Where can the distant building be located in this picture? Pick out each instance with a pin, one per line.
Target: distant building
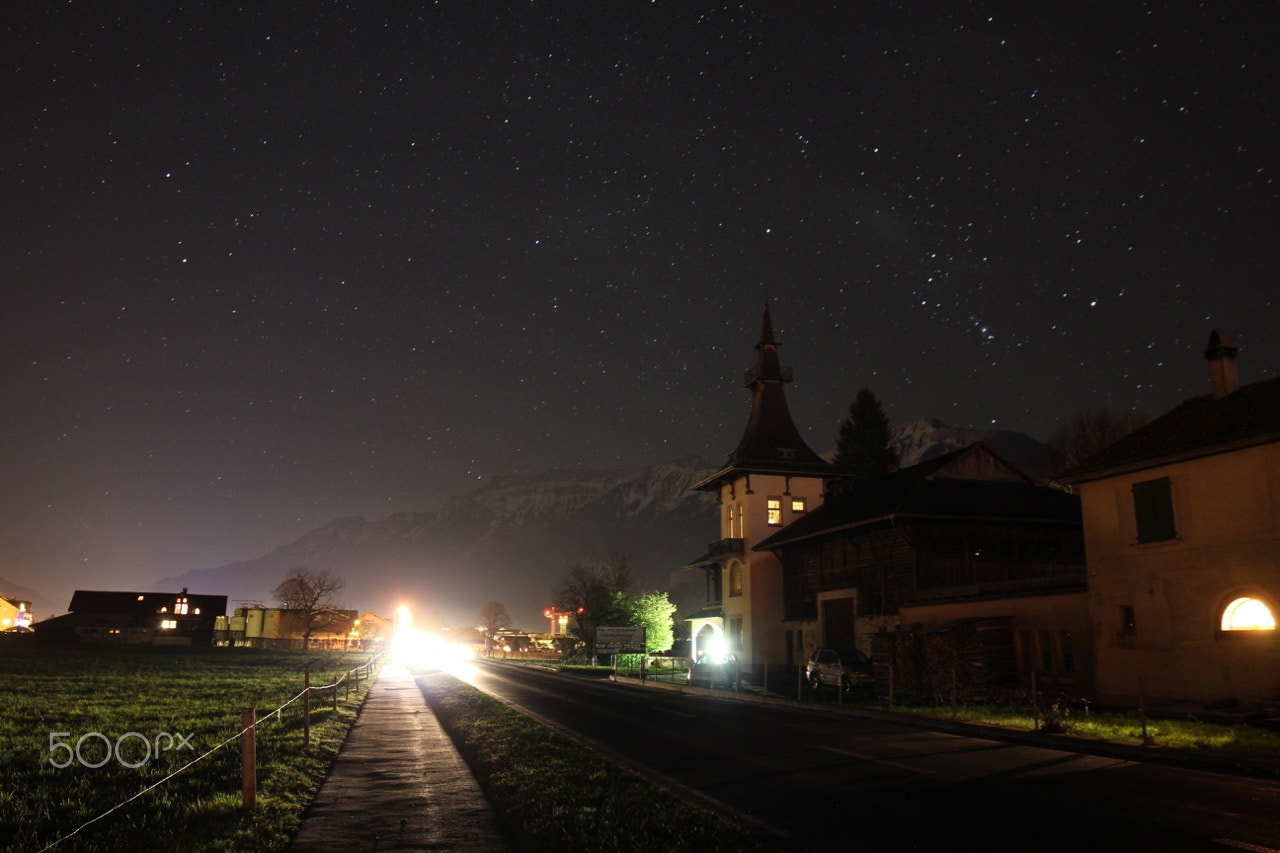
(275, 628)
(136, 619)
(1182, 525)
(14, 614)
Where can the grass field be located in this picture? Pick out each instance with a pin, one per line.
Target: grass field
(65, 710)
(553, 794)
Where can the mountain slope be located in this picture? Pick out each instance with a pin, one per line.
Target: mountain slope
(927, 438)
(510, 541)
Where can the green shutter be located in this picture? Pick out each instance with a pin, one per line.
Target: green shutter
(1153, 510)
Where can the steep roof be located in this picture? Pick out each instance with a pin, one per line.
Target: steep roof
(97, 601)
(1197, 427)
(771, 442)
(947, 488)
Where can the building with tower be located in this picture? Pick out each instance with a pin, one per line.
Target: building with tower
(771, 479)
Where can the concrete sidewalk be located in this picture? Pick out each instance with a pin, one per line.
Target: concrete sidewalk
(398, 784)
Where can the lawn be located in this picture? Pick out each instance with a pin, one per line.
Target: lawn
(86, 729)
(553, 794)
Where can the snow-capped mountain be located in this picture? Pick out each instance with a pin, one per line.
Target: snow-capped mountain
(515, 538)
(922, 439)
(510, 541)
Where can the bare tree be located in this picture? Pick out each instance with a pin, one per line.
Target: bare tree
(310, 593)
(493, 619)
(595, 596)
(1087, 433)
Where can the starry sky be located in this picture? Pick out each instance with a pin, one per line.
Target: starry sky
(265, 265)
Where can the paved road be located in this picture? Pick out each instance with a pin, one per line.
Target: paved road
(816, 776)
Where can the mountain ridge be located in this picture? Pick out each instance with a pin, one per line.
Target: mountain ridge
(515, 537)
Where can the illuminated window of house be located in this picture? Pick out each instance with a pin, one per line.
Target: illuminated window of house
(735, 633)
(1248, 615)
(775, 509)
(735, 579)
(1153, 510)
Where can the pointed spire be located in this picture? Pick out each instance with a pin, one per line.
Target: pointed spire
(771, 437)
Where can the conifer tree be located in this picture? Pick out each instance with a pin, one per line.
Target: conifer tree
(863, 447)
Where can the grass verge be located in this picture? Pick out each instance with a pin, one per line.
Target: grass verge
################
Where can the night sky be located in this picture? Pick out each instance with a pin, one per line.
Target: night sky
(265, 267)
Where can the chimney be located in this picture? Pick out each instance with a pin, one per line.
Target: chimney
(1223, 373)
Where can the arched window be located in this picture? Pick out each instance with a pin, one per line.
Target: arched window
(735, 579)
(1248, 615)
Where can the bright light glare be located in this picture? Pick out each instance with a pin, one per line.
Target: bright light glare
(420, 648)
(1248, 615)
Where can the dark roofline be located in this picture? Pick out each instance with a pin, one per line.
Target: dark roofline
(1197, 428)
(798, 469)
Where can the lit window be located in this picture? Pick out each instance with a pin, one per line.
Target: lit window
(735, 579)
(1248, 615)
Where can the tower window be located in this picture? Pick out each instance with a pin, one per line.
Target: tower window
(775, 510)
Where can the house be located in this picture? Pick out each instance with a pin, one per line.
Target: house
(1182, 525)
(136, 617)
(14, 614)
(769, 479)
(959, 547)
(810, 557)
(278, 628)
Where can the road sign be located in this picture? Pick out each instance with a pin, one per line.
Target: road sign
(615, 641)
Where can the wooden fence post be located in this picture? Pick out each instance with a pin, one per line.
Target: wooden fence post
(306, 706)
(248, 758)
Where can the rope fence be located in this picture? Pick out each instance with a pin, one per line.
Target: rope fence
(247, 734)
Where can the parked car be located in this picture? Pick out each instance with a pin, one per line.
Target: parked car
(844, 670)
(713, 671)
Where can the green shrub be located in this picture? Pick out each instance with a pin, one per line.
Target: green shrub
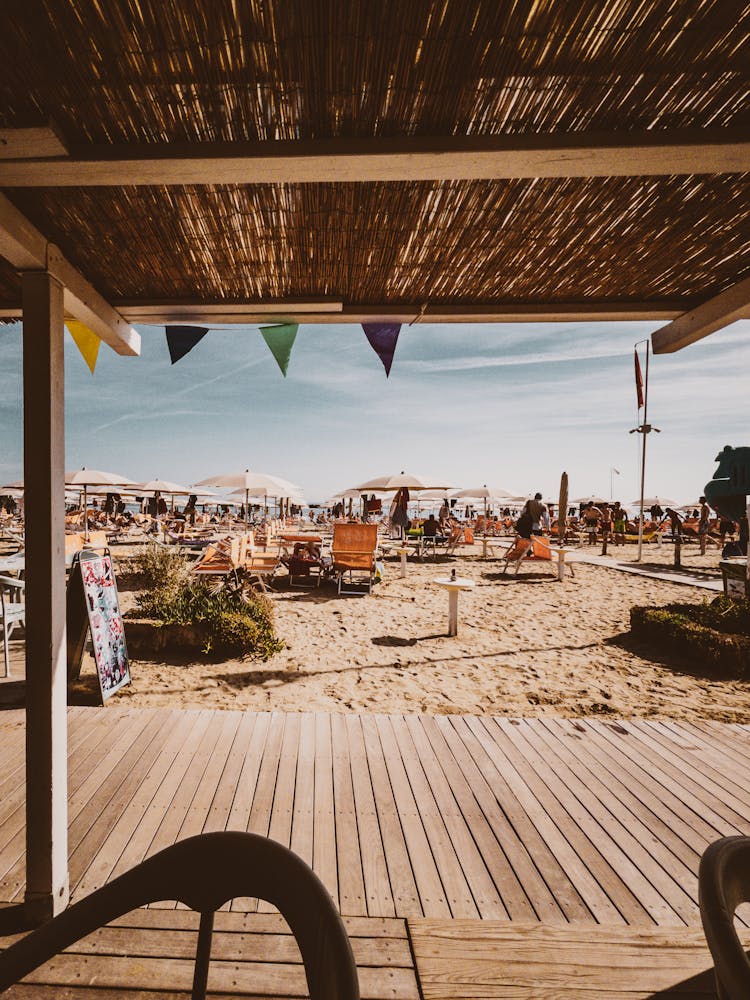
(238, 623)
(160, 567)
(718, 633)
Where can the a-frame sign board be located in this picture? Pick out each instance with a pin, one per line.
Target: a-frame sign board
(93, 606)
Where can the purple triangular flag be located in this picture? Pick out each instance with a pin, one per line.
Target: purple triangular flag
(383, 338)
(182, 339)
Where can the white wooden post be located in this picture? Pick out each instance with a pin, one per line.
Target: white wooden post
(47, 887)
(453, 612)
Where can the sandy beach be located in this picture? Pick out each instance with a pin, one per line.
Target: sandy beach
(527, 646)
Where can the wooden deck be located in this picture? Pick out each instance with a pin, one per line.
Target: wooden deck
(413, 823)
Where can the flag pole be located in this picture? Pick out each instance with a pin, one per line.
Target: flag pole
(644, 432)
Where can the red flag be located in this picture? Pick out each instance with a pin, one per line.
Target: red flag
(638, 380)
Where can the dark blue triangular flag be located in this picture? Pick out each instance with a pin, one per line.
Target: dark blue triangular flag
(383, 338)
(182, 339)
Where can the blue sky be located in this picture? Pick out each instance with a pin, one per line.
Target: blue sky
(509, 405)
################
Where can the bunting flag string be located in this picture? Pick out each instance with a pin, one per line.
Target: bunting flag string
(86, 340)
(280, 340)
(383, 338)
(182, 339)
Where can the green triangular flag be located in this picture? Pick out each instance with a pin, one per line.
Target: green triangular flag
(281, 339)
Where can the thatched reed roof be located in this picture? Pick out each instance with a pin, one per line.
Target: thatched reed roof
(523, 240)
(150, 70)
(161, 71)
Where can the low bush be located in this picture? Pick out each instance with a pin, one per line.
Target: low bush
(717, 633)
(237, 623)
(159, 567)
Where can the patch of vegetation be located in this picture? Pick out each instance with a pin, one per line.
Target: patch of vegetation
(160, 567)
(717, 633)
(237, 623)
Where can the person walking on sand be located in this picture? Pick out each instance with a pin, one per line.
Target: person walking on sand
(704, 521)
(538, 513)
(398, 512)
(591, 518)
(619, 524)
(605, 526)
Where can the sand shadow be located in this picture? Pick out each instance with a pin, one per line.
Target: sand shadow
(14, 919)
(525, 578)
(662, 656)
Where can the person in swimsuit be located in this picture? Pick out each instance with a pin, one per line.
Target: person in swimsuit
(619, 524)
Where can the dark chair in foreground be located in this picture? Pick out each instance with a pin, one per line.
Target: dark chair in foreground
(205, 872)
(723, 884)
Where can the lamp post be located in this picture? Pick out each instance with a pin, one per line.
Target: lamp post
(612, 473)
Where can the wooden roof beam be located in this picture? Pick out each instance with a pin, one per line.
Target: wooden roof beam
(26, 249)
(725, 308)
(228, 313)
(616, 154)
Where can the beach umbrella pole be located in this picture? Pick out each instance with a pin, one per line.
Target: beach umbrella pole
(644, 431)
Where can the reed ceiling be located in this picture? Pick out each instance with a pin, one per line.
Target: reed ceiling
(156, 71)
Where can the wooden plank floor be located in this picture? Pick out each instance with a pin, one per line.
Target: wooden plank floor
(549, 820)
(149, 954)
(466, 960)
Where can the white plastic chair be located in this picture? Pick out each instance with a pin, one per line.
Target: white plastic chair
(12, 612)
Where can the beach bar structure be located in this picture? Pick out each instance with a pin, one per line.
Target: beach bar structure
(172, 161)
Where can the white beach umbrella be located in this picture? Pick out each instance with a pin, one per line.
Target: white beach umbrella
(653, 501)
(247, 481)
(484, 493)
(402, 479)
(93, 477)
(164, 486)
################
- **TRY IT**
The lines to copy are those in the listing that contain "verge".

- **EXERCISE ANSWER**
Where can the grass verge be located in this picture? Pick out each instance with a pin, one per line.
Target: grass verge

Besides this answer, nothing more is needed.